Extract the full set of records that follows, word for word.

Natural language region descriptions:
○ ○ ○ ○ ○
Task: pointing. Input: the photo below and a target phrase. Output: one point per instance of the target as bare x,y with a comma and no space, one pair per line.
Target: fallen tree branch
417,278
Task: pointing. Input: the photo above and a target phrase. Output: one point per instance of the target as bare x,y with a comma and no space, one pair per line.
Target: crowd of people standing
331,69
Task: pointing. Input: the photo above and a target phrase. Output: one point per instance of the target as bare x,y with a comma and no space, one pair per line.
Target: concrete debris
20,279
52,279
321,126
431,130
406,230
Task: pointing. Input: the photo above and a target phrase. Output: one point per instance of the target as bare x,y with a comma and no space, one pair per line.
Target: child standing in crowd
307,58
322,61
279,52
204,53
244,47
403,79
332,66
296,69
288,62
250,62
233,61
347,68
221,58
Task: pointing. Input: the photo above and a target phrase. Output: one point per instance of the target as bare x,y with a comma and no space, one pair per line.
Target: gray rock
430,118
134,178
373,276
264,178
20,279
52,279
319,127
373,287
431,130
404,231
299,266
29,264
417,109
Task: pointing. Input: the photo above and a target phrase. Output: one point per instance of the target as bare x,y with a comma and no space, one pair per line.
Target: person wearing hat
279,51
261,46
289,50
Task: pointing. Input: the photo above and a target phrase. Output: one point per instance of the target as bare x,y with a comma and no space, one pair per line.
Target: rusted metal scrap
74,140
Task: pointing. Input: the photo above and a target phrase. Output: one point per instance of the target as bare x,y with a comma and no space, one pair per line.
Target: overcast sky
○ ○ ○ ○ ○
Result below:
Task: pointing. Input: the photo below and a target phrase. Output: one point per instance of the target as bare x,y with a comma and no space, one pair per line.
Target: fallen tree branch
417,278
Task: pointing. Input: the photo above and a target phrase. Output: one point per instance of the target as bare x,y with a comma and no space, one pair per line.
Target: crowd of people standing
331,69
Task: pointing. Input: the photo above and a target phrase. Output: one point per instance of the target as bare x,y with a comma and no space, one pair per line.
Target: concrete debris
20,279
52,279
321,126
431,130
406,230
Task: pointing. Input: the photo above and a target phrase. Output: one point per instance of the target as bare x,y with a comma and no space, one pair per line.
Target: child standing in crowd
307,58
322,61
279,52
204,53
244,47
403,79
332,66
296,69
288,62
250,62
233,61
347,68
221,58
Task: pointing. Input: the photo above and a target phrase. Output: one point per instance of the target as bare x,y with a comma and no space, one pair per line.
Target: gray rock
430,118
134,178
373,276
264,178
20,279
52,279
319,127
373,287
431,130
404,231
299,266
29,264
417,109
Task: pointing. Input: the photo above and a target phrase. Output: one point per instance of the target as bare x,y with a comma and no space, one pair per line.
Target: person wearing hat
279,51
261,46
289,50
Task: pointing. Input: the photo above and a target phrase. Output: one point per instance of the target as bare x,y with a comma and no space, one pair per line.
Target: rusted metal scrap
74,140
Task: pointing. Input: the photo above and a target phrase. Output: one point per instance of the target as bare x,y with a comma and no space, one pair per line.
Target: overcast sky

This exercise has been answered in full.